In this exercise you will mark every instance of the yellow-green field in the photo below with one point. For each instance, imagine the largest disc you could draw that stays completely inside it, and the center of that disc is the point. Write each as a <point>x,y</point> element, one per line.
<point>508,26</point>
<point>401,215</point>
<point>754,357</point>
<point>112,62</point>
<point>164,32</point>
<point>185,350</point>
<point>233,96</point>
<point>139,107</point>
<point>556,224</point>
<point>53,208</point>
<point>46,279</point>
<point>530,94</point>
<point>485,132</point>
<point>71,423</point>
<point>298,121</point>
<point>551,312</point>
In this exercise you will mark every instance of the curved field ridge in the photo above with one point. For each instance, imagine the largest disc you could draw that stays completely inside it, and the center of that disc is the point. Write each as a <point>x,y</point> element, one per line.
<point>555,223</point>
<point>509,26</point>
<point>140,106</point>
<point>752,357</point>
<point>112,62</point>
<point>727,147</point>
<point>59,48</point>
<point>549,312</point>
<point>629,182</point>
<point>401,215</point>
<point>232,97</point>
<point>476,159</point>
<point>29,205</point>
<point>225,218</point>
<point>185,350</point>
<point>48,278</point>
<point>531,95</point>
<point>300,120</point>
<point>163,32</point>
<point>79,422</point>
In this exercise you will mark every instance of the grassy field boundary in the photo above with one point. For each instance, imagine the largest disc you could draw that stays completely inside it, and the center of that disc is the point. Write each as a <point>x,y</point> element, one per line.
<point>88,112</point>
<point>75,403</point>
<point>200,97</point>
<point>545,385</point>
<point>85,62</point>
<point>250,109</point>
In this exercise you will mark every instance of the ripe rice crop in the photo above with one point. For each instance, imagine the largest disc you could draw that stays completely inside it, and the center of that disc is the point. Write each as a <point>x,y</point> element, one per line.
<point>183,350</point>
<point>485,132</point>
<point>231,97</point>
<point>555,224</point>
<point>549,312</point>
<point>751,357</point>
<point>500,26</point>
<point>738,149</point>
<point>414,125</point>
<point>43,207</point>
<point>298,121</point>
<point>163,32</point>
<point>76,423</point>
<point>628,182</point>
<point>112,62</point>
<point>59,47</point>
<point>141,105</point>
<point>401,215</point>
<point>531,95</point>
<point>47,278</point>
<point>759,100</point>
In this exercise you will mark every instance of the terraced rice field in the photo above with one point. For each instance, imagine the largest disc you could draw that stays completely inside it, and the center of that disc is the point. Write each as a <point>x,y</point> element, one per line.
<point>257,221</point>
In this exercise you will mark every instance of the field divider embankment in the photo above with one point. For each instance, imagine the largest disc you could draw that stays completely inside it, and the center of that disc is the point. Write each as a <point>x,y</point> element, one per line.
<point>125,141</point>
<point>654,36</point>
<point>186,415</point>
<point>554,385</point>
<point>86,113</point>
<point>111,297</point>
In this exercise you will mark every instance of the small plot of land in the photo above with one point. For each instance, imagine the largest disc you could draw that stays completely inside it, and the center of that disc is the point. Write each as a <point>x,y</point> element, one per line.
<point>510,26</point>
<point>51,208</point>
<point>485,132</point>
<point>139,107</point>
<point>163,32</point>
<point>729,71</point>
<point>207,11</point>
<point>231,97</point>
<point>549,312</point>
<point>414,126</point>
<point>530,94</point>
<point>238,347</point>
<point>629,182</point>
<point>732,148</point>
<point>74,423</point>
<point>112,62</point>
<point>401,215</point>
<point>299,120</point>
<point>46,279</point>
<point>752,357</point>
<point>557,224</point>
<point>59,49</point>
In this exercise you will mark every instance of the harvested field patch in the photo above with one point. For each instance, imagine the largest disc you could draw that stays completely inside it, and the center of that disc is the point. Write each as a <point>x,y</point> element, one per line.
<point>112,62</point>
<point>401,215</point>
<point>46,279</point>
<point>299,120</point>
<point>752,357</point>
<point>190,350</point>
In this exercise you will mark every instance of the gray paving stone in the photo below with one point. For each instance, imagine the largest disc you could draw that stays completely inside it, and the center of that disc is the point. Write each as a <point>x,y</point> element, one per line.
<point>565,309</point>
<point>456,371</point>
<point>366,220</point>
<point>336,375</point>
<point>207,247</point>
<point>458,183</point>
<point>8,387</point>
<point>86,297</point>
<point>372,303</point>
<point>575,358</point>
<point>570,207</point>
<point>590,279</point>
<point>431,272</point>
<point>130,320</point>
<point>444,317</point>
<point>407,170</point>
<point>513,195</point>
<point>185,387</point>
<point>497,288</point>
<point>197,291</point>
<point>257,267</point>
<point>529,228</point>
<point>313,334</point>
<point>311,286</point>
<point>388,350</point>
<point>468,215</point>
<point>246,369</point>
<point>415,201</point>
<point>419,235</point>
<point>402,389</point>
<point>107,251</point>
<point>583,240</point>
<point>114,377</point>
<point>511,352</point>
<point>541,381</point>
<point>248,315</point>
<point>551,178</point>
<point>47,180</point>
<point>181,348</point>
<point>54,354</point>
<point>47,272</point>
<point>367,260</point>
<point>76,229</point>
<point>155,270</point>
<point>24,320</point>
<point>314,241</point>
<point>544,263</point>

------------------------------------------------------------------------

# Your task
Scale the part of the data that opens with the line containing "In this exercise you will mark every instance of the gray" and closes with the line containing "<point>575,358</point>", both ends included. Reproduce every line in that span, requests included, but multiply each x and y coordinate in the answers by 2 and round to whole numbers, with halves rounded up.

# Written response
In this exercise you will mark every instance of the gray paving stone in the photo below with one point. For each instance, imagine the largest disc you could draw that stays completely inside it, and the center of that disc is the point. Write each as a <point>x,y</point> element, one per line.
<point>1130,618</point>
<point>912,742</point>
<point>732,440</point>
<point>672,750</point>
<point>414,494</point>
<point>916,366</point>
<point>16,774</point>
<point>172,594</point>
<point>744,606</point>
<point>1150,716</point>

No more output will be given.